* _MATERIAL PROVIDED_
****

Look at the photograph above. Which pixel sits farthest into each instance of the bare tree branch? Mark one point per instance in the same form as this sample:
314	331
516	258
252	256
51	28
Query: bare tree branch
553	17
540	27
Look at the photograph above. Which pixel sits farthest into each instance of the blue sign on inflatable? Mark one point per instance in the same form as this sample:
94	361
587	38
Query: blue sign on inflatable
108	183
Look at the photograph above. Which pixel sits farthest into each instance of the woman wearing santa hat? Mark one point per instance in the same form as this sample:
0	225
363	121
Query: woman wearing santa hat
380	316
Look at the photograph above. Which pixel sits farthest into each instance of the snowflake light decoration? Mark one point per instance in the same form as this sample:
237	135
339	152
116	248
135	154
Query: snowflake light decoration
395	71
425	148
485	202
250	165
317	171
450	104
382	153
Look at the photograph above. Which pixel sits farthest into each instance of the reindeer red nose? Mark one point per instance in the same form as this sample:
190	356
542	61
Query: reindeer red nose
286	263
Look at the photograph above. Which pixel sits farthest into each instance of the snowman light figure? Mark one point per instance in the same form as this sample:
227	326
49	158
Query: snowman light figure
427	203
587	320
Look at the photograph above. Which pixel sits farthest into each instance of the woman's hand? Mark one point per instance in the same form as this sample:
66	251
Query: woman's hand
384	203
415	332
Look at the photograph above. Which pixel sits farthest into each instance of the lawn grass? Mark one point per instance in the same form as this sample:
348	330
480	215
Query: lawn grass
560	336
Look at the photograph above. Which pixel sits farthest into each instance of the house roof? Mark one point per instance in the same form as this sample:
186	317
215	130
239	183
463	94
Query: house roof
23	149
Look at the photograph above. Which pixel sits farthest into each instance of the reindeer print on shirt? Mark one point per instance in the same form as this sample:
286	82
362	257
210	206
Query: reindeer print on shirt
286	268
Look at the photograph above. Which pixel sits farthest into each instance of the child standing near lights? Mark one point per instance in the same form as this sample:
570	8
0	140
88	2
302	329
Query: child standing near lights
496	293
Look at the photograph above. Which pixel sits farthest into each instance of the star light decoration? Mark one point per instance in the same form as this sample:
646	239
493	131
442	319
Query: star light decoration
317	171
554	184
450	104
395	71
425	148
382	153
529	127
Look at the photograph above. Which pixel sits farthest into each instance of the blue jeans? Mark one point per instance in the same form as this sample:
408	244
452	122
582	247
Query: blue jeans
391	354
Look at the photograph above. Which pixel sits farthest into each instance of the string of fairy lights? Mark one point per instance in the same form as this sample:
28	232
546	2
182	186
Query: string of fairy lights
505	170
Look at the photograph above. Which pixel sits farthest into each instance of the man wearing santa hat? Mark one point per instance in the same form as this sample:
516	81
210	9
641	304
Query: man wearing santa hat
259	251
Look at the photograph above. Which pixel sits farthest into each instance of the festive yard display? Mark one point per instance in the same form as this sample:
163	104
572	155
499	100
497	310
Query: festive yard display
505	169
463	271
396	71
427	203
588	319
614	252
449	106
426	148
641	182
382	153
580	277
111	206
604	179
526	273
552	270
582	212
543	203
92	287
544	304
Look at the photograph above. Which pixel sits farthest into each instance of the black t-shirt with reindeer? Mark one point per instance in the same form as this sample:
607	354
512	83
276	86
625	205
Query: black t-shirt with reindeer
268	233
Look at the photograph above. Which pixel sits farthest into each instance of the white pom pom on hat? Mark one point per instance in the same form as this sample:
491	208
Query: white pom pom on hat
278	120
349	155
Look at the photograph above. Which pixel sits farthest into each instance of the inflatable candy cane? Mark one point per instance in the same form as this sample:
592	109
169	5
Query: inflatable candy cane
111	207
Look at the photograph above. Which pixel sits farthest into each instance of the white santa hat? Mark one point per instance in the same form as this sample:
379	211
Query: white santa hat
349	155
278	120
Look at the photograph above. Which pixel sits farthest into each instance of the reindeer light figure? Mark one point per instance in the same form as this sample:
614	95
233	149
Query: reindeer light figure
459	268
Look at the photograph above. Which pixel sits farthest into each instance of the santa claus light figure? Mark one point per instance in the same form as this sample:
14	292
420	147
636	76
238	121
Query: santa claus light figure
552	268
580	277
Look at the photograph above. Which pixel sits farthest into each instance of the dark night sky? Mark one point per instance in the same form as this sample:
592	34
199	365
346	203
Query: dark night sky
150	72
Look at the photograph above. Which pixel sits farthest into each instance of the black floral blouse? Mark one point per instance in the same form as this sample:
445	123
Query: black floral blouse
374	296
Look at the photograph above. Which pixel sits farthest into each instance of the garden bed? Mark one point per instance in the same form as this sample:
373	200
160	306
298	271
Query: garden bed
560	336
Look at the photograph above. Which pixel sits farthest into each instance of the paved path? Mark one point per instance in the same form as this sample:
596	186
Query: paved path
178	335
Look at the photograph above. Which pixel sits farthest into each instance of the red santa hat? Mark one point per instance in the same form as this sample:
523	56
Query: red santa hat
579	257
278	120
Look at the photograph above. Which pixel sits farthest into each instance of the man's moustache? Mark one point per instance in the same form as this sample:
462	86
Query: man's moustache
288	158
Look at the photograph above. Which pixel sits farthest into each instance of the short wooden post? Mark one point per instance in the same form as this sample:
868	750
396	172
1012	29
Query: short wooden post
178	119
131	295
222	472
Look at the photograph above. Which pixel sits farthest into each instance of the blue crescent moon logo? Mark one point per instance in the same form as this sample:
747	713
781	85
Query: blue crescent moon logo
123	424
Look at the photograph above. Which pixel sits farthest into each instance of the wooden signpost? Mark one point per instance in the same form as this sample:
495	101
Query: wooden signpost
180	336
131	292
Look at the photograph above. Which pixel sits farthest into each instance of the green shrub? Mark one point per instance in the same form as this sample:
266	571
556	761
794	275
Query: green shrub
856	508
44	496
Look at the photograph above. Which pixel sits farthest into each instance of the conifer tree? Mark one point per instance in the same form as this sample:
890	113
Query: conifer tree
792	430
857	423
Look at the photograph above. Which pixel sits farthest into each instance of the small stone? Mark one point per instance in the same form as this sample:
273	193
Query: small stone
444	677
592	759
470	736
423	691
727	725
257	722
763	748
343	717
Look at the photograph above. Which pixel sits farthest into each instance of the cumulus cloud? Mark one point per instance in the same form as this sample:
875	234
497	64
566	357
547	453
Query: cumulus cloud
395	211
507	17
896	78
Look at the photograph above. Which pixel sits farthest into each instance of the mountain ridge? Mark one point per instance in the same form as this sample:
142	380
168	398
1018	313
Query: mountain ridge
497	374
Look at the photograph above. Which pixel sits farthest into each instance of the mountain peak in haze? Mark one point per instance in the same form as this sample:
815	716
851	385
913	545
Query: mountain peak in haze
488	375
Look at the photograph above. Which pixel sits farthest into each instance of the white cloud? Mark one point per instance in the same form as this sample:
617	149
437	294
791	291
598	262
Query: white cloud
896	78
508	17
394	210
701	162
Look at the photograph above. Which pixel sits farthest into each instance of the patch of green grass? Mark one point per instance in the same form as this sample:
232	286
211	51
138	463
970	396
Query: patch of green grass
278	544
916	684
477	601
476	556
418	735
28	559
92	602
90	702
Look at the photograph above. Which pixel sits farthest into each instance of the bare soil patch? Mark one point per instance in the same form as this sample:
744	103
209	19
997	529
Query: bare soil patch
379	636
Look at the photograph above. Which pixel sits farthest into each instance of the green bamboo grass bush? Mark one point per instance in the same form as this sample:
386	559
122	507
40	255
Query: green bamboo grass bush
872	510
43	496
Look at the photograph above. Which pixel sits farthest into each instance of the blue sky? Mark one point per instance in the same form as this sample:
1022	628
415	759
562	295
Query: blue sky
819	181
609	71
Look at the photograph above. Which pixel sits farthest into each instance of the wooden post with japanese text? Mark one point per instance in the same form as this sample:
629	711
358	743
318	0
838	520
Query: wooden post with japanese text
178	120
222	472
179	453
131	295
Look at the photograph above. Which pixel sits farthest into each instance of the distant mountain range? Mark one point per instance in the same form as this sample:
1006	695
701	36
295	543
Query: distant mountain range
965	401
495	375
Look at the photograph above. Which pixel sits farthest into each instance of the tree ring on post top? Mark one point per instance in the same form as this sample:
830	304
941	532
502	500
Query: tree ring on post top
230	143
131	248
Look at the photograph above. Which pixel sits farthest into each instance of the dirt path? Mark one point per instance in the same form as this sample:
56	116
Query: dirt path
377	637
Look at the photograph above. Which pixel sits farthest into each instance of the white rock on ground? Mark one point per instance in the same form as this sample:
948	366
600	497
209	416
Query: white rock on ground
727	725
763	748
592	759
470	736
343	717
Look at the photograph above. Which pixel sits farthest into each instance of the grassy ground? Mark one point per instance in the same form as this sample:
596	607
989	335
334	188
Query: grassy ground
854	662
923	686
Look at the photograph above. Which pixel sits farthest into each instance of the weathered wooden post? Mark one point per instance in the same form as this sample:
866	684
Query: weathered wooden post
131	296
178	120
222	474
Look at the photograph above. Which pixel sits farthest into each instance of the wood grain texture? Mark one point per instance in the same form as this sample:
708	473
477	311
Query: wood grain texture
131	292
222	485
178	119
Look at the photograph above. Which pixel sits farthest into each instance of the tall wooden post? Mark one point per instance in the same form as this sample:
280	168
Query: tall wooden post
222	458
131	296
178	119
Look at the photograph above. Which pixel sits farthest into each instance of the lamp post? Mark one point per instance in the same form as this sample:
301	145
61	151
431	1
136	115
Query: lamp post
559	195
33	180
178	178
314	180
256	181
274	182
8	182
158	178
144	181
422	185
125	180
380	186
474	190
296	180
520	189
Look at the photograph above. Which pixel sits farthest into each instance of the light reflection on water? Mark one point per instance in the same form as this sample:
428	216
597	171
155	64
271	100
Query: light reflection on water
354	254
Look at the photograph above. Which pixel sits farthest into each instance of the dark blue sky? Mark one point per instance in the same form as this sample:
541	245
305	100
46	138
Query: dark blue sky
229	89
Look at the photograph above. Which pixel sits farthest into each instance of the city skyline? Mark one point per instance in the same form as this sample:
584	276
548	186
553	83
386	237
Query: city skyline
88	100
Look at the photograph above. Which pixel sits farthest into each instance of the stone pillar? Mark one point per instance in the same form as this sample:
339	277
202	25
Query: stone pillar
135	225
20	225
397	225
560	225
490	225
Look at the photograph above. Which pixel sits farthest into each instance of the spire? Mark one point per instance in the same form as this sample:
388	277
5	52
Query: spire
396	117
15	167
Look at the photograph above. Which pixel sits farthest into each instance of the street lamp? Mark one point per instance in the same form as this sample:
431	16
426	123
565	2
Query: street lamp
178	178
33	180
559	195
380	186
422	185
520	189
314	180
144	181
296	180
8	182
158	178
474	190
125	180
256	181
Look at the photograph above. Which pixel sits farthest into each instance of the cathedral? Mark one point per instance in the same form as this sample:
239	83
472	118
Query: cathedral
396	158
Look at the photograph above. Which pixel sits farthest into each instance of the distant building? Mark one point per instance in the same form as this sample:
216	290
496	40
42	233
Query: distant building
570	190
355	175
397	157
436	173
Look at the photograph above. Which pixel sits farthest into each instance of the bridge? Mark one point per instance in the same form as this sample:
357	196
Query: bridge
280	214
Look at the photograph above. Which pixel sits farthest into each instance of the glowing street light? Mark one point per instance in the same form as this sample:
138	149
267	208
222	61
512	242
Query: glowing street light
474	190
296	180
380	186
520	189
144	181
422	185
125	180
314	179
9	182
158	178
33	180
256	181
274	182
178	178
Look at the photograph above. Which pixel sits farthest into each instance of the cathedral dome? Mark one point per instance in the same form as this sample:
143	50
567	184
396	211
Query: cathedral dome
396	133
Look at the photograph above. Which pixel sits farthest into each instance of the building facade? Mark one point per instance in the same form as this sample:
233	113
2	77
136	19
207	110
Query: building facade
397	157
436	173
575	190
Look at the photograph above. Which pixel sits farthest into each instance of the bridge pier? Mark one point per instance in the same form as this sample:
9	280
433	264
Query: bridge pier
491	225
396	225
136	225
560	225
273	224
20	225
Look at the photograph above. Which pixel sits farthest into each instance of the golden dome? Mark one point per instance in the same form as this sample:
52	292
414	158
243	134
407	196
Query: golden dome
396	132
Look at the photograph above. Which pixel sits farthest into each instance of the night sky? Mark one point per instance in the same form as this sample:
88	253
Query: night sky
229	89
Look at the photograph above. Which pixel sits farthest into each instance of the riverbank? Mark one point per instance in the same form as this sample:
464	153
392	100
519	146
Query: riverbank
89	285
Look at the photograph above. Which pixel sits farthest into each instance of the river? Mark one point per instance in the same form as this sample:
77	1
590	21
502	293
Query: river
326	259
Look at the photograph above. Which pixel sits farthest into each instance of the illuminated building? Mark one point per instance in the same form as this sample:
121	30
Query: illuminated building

****

* _TASK REQUIREMENTS_
Exactly and only the lines from the one containing "the bridge pier?" through the end of the material are to be reproduced, both ends included.

* _TASK RESULT_
Look at the photograph above. Which pixel sits farthest into each instance of the bridge pier? Mark one point per instance in the same form as this sample:
9	280
433	264
Query: bridge pier
491	225
396	225
136	225
560	225
273	224
20	225
Look at the photograph above. Which pixel sits farthest into each instance of the golden dome? Mark one point per instance in the same form as this sample:
52	292
414	158
243	134
407	196
Query: golden dome
396	132
Look at the photograph above. Which pixel sits farthest into each instance of the night sky? Mark one point per instance in the same form as this sample:
88	253
Query: night sky
229	89
Look at the photograph above. Which pixel sits farthest into each instance of the riverbank? Mark one point per instance in the same form as this sample:
464	153
392	100
519	146
Query: riverbank
89	285
Look at the photograph above. Which pixel sits farthest into each instance of the river? Mark one point per instance in the same form as this sample:
77	1
590	21
502	293
Query: river
326	259
Look at the photograph above. Which pixel sits farthest into each instance of the illuminated building? Mark one point per instance in the same form as this sample:
121	30
Query: illuminated building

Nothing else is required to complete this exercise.